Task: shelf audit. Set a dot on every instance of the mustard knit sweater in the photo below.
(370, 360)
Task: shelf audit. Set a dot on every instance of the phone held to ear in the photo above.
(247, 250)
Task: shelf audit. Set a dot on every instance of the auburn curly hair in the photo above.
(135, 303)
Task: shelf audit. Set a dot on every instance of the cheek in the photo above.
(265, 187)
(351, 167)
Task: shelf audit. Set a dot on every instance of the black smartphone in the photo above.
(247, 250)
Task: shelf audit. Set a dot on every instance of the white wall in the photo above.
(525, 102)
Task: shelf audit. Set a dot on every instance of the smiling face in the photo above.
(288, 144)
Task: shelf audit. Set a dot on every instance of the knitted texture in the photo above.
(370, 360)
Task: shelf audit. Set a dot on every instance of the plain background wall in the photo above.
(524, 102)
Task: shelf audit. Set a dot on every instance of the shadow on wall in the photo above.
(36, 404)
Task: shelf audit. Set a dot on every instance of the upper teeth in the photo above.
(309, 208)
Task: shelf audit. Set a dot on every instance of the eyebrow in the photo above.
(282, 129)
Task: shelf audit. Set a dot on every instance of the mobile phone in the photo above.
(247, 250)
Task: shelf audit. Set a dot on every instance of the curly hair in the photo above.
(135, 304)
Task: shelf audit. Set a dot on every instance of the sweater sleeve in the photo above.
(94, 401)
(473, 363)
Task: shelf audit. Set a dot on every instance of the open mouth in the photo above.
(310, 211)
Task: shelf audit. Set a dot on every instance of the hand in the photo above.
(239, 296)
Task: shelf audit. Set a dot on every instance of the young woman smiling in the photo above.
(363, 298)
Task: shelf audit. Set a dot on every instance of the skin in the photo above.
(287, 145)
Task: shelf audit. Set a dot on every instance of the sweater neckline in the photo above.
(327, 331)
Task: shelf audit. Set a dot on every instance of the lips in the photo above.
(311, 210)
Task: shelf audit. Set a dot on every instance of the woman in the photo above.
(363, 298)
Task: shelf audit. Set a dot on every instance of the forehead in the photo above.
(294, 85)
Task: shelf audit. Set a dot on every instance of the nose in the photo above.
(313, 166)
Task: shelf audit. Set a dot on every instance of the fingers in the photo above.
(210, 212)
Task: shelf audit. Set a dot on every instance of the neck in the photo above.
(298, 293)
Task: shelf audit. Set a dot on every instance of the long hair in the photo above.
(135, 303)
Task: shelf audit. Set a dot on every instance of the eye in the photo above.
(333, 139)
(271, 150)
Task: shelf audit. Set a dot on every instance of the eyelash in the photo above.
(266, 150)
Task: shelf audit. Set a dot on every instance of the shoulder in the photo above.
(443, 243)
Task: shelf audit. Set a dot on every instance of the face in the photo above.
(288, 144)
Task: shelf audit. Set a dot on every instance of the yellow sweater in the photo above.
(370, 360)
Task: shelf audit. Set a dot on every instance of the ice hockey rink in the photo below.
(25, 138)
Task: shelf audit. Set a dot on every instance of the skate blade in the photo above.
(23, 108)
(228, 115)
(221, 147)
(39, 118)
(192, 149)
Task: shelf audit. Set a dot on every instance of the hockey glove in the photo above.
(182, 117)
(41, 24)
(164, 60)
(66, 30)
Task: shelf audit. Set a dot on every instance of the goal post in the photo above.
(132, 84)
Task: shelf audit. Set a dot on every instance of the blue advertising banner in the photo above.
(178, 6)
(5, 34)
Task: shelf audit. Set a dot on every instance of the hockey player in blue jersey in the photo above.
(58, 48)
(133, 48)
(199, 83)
====================
[Task description] Repeat every record, keeping each word and mark exactly as it is.

[Solution to the exercise]
Task: shelf audit. Set a dot on every instance of the mustard knit sweater in the photo below.
(370, 360)
Task: shelf audit. Set a dot on every instance of the phone held to ear in the photo above.
(247, 250)
Task: shelf audit. Set a dot on every instance of the auburn curly hair in the photo above.
(135, 303)
Task: shelf audit. Set a dot on every instance of the cheek in the photo above.
(265, 187)
(351, 167)
Task: shelf audit. Set a dot on every instance of the black smartphone in the photo above.
(247, 250)
Task: shelf audit. Set a dot on every instance of the white wall in the photo above.
(525, 102)
Task: shelf audit. Set a dot on every instance of the smiling face in the photo above.
(288, 144)
Task: shelf audit. Set a dot on every instance of the knitted texture in the photo above.
(370, 360)
Task: shelf audit. Set a dot on every instance of the plain background wall in the photo above.
(524, 102)
Task: shelf audit. Set a dot on every instance of the shadow on wall in the photo above.
(36, 404)
Task: shelf audit. Set a dot on every instance of the upper teeth in the photo above.
(309, 208)
Task: shelf audit. Set a dot on every instance of the eyebrow in the photo above.
(282, 129)
Task: shelf audit. Set a dot on every instance of the mobile phone in the photo above.
(247, 250)
Task: shelf audit. Set a dot on every instance of the curly hair in the photo above.
(135, 304)
Task: shelf audit. Set a dot on every instance of the sweater sleeve in the photo above.
(94, 401)
(473, 363)
Task: shelf audit. Set a dot on every instance of the open mouth in the photo above.
(310, 211)
Task: shelf audit. Set a dot on every instance of the hand in the photo above.
(239, 296)
Task: shelf audit. Set a dot on every instance of the young woman smiling in the photo above.
(363, 298)
Task: shelf audit. Set a dot on every instance of the skin in the photo above.
(287, 145)
Task: shelf audit. Set a dot on every instance of the sweater neckline in the photo above.
(327, 331)
Task: shelf audit. Set a dot on every instance of the lips in the photo above.
(311, 210)
Task: shelf audit. Set a dot on every instance of the woman in the photo above.
(363, 298)
Task: shelf audit. Set a dot on every instance of the forehead in the photo above.
(294, 85)
Task: shelf audit. Set a dot on every instance of the nose in the photo above.
(313, 166)
Task: shelf audit. Set a dot on every instance of the fingers in the photo above.
(210, 212)
Task: shelf audit. Set a dot on every instance of the neck in the photo above.
(298, 293)
Task: shelf audit. Set a dot on every instance of the long hair in the photo above.
(135, 303)
Task: shelf audit. Set a dot on every instance of the eye in the photo above.
(333, 139)
(271, 150)
Task: shelf audit. Set a dot on every instance of the eyelash in the photo above.
(266, 150)
Task: shelf audit. Set a dot on every instance of the shoulder in the photo above.
(443, 243)
Task: shelf audit. Set a dot on every instance of the face in the photo above.
(288, 144)
Task: shelf audit. Set a dot on every instance of the yellow sweater in the photo above.
(370, 360)
Task: shelf audit. Set a dot on every instance of the ice hockey rink in the photo below.
(25, 138)
Task: shelf audit. Set a dot on every instance of the skate blade in the photo above.
(23, 108)
(228, 115)
(221, 147)
(39, 118)
(192, 149)
Task: shelf audit. Set a dot on every instance of the hockey glove in the photo above.
(182, 117)
(41, 24)
(164, 60)
(66, 30)
Task: shelf audit. Set a dot on every instance of the goal post in the photo above.
(132, 84)
Task: shelf audit. Set a dot on every instance of the blue advertising banner in the photo above.
(178, 6)
(5, 34)
Task: shelf audit. Set a dot on every instance of the hockey player in blue jersey in the photo above.
(58, 48)
(133, 48)
(199, 83)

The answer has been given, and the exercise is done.